### Part of a data file
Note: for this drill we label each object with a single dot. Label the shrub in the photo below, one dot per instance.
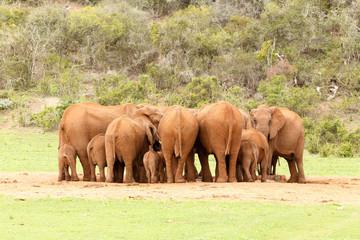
(117, 89)
(201, 91)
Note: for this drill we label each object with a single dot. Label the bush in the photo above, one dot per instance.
(116, 90)
(201, 91)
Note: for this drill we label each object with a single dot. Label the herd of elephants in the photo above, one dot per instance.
(157, 143)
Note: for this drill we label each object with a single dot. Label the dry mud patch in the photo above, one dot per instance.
(337, 190)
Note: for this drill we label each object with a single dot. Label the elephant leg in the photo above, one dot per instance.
(246, 168)
(299, 163)
(273, 165)
(85, 165)
(239, 175)
(74, 176)
(67, 175)
(148, 175)
(180, 169)
(129, 171)
(161, 171)
(205, 168)
(119, 171)
(221, 166)
(232, 167)
(111, 168)
(61, 170)
(102, 172)
(190, 167)
(293, 171)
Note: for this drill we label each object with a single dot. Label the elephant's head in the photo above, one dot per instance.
(152, 136)
(267, 120)
(153, 114)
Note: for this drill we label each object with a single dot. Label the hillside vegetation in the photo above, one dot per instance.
(300, 54)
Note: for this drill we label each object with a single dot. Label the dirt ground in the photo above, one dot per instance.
(339, 190)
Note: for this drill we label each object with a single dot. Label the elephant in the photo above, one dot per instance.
(178, 131)
(152, 164)
(285, 134)
(67, 157)
(262, 144)
(97, 156)
(83, 121)
(247, 161)
(220, 130)
(246, 119)
(128, 139)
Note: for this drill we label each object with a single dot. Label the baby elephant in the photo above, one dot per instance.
(96, 156)
(247, 160)
(152, 163)
(67, 157)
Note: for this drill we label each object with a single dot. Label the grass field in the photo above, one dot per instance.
(150, 219)
(74, 218)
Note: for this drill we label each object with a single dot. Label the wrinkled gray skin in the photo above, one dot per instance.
(285, 134)
(247, 161)
(151, 163)
(66, 158)
(97, 156)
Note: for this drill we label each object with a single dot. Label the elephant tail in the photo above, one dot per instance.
(231, 127)
(178, 141)
(62, 138)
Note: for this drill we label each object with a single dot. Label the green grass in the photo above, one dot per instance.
(30, 150)
(73, 218)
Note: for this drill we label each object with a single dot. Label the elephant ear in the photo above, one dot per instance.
(151, 113)
(277, 121)
(252, 113)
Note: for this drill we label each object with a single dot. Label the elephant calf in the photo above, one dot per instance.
(96, 156)
(247, 161)
(67, 157)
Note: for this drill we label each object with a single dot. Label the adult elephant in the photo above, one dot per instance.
(259, 139)
(220, 128)
(178, 130)
(83, 121)
(128, 139)
(285, 134)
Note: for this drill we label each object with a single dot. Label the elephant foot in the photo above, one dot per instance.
(110, 179)
(86, 178)
(180, 180)
(221, 179)
(302, 180)
(207, 179)
(75, 179)
(130, 180)
(232, 180)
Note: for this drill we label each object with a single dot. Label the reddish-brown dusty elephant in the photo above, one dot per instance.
(247, 161)
(285, 134)
(97, 156)
(83, 121)
(127, 139)
(67, 158)
(220, 129)
(178, 130)
(262, 144)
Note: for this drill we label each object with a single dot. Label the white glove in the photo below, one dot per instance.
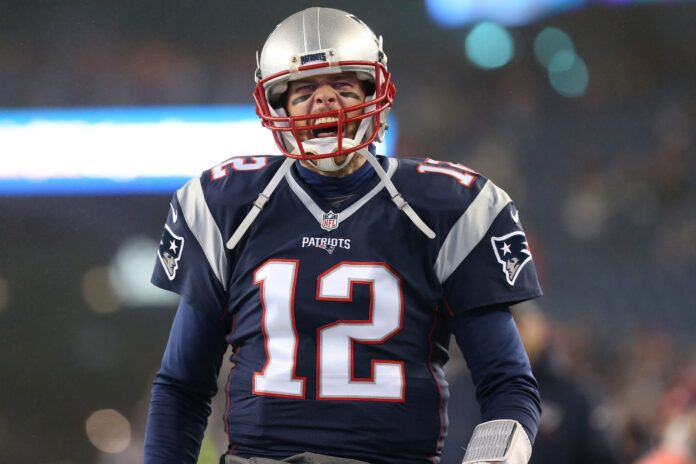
(498, 441)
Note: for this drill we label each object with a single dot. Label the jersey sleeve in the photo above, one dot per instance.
(191, 259)
(485, 259)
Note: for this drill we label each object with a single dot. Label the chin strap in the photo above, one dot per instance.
(396, 196)
(259, 203)
(264, 196)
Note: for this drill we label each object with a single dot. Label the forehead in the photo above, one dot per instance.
(350, 76)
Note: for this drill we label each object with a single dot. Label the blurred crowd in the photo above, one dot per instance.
(604, 182)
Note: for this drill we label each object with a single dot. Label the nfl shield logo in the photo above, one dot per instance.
(329, 221)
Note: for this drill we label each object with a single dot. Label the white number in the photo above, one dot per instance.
(335, 341)
(277, 279)
(252, 163)
(464, 175)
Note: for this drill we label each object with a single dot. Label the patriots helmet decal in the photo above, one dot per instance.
(171, 247)
(512, 252)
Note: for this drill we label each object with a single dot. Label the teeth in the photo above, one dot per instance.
(326, 120)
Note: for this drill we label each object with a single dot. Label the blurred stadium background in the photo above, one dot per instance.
(584, 111)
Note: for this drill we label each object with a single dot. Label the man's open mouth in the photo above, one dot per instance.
(329, 130)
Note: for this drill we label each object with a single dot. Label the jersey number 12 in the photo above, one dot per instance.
(335, 381)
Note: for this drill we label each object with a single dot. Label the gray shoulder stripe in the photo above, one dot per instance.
(201, 223)
(470, 229)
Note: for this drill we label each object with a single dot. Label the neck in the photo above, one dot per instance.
(355, 164)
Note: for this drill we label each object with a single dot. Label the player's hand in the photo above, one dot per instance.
(498, 442)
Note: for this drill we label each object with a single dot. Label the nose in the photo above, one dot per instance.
(325, 96)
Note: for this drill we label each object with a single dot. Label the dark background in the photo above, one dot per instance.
(604, 183)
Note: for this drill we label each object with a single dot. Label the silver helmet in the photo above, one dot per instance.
(319, 41)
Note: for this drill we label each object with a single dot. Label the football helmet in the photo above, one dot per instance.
(313, 42)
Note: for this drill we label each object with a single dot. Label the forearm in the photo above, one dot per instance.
(184, 386)
(176, 423)
(505, 386)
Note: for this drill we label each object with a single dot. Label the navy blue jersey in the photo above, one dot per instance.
(339, 315)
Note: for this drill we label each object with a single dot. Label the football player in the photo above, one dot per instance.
(338, 277)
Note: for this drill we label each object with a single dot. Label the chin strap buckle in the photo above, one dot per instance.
(399, 201)
(261, 201)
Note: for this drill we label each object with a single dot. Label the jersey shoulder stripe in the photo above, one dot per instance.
(470, 229)
(200, 221)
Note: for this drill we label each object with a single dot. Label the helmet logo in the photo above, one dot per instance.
(320, 56)
(329, 221)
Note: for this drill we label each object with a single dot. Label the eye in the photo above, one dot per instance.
(303, 88)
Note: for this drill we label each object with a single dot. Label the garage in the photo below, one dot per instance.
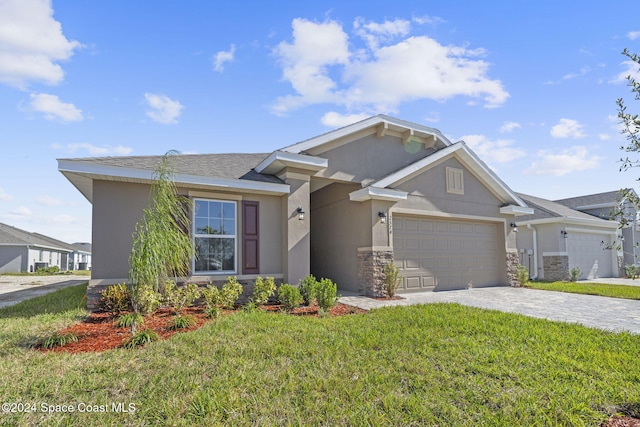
(443, 254)
(587, 252)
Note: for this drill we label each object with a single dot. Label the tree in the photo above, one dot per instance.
(631, 128)
(162, 249)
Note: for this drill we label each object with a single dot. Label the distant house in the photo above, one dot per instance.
(23, 251)
(611, 205)
(556, 238)
(339, 205)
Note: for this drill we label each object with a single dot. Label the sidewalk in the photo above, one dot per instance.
(15, 289)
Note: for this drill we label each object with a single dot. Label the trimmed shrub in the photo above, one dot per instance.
(289, 296)
(307, 288)
(142, 337)
(230, 293)
(115, 299)
(146, 300)
(574, 274)
(326, 295)
(263, 289)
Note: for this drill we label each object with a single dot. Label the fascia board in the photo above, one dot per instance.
(359, 126)
(373, 193)
(147, 176)
(516, 210)
(569, 220)
(278, 160)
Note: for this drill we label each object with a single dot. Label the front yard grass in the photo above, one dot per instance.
(601, 289)
(435, 364)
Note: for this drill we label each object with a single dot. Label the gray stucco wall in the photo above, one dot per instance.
(13, 259)
(338, 229)
(118, 206)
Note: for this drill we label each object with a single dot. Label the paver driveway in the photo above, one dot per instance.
(612, 314)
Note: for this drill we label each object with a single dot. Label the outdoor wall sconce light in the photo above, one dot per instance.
(383, 217)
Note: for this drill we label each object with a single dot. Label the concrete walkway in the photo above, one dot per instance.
(611, 314)
(15, 289)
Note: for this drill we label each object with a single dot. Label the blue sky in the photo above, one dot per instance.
(529, 85)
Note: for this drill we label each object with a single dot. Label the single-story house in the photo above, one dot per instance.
(611, 205)
(555, 239)
(23, 251)
(339, 205)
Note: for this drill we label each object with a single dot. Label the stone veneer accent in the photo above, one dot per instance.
(513, 262)
(371, 262)
(556, 267)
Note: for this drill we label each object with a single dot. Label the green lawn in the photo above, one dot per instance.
(437, 364)
(605, 290)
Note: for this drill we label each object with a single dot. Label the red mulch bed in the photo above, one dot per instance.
(98, 333)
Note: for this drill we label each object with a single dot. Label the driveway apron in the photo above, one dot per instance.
(611, 314)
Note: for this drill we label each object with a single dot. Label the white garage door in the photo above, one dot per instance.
(436, 254)
(587, 252)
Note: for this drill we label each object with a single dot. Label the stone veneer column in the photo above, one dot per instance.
(512, 268)
(555, 267)
(371, 262)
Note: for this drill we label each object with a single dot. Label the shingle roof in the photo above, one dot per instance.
(591, 199)
(233, 165)
(14, 236)
(544, 209)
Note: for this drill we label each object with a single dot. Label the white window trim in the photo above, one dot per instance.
(458, 178)
(234, 236)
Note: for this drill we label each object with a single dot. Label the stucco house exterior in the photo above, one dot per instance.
(339, 205)
(610, 205)
(22, 251)
(556, 238)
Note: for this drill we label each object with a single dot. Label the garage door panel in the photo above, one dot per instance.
(452, 253)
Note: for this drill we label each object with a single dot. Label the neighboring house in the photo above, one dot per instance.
(611, 205)
(339, 205)
(556, 239)
(22, 251)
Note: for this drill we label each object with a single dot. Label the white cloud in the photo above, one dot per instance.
(574, 159)
(222, 57)
(323, 67)
(631, 69)
(509, 127)
(163, 109)
(499, 151)
(94, 150)
(374, 33)
(336, 120)
(567, 128)
(54, 109)
(32, 43)
(20, 211)
(49, 201)
(5, 197)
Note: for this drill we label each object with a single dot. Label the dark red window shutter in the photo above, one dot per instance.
(250, 238)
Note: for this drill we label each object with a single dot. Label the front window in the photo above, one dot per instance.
(214, 233)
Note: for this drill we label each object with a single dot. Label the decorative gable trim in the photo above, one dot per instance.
(468, 159)
(376, 193)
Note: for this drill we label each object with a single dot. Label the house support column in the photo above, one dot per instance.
(296, 232)
(512, 268)
(371, 262)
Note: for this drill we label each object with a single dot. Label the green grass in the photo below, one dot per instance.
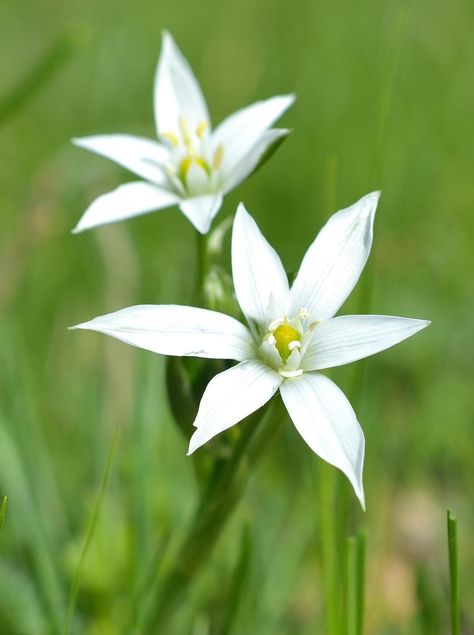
(385, 101)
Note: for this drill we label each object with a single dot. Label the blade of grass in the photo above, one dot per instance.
(3, 511)
(46, 67)
(329, 528)
(29, 528)
(354, 584)
(239, 583)
(89, 535)
(454, 574)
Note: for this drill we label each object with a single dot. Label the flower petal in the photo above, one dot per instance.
(230, 397)
(177, 91)
(241, 131)
(142, 156)
(348, 338)
(260, 282)
(172, 329)
(326, 421)
(131, 199)
(197, 180)
(268, 143)
(201, 210)
(333, 263)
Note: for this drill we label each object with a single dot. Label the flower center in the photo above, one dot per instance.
(190, 150)
(285, 343)
(286, 340)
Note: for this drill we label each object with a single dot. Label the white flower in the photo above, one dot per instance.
(191, 165)
(291, 335)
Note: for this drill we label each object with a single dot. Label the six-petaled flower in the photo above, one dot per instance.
(190, 165)
(290, 335)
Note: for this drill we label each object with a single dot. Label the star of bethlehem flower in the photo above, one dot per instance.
(290, 336)
(190, 165)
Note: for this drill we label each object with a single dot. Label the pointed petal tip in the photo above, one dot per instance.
(77, 326)
(241, 210)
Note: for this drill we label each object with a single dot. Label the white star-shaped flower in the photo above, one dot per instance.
(290, 336)
(190, 165)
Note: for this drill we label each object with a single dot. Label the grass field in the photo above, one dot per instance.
(385, 101)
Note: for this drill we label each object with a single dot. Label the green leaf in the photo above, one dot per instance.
(3, 511)
(454, 574)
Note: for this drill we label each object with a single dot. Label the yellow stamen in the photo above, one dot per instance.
(284, 336)
(218, 156)
(187, 162)
(172, 138)
(201, 129)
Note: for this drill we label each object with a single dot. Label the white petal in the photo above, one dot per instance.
(326, 421)
(131, 199)
(348, 338)
(260, 282)
(177, 92)
(240, 132)
(197, 180)
(201, 210)
(139, 155)
(333, 263)
(248, 163)
(176, 330)
(230, 397)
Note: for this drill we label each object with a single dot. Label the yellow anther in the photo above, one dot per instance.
(172, 138)
(218, 156)
(184, 127)
(201, 128)
(284, 336)
(188, 161)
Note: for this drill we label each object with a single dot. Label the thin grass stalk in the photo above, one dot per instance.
(454, 574)
(92, 524)
(3, 511)
(224, 489)
(354, 584)
(329, 527)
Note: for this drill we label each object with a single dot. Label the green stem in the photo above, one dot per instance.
(89, 535)
(202, 265)
(224, 489)
(3, 511)
(454, 574)
(329, 540)
(354, 584)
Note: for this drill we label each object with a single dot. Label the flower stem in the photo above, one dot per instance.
(329, 542)
(354, 584)
(224, 489)
(3, 511)
(454, 574)
(202, 265)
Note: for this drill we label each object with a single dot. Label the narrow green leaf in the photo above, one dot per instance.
(329, 545)
(454, 574)
(3, 511)
(89, 535)
(239, 583)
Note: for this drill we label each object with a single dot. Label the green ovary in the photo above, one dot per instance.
(284, 335)
(186, 164)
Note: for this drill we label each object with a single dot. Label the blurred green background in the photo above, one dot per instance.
(385, 101)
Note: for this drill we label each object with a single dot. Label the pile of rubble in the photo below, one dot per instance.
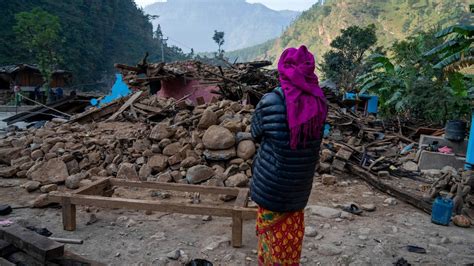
(208, 144)
(235, 82)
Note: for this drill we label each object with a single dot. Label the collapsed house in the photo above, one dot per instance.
(206, 142)
(28, 77)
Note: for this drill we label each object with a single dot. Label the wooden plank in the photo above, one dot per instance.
(127, 104)
(95, 188)
(248, 213)
(237, 228)
(237, 218)
(151, 205)
(242, 198)
(149, 108)
(70, 258)
(69, 214)
(35, 245)
(175, 187)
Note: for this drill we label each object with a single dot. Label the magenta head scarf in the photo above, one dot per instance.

### WORK INSTRUCTIONS
Retype the line containing "the flower stem" and all lines after it through the end of the material, exactly and only those, leaving out pictures.

### THE REPLY
Note: for this drill we label each object with a single dot. Label the flower stem in the photo above, one dot per instance.
(329, 542)
(354, 584)
(224, 489)
(3, 511)
(454, 574)
(202, 265)
Note: for this drill we label each object with a single dot. Label the narrow green leaf in the photo above, one dot per instance.
(329, 545)
(454, 574)
(3, 511)
(89, 535)
(239, 583)
Note: for this drill we label each object with a single dot. Label the green ovary in the photo above, one dot per instance.
(284, 335)
(186, 164)
Note: for this drill we label each object with a single dot. Label the blurred green background in the photo above, one dot per instance.
(385, 101)
Note: for this drill we label each object with a single dot. Label the pile of rubble in the photo below, one dot per instance.
(208, 144)
(235, 82)
Note: for this drill we label each object with a single dot. Label the collapsed house in the photo above, one dot per instance.
(206, 142)
(28, 77)
Note: for this drill we label each object with a single dot. Label the wooden plank in the photo above, one dot per instance.
(127, 104)
(95, 188)
(248, 213)
(237, 228)
(237, 218)
(151, 205)
(242, 198)
(149, 108)
(70, 258)
(69, 214)
(35, 245)
(175, 187)
Note: for this drill we label each object with a single dot. Label the magenta head scarf in the photo above, one dot per instance.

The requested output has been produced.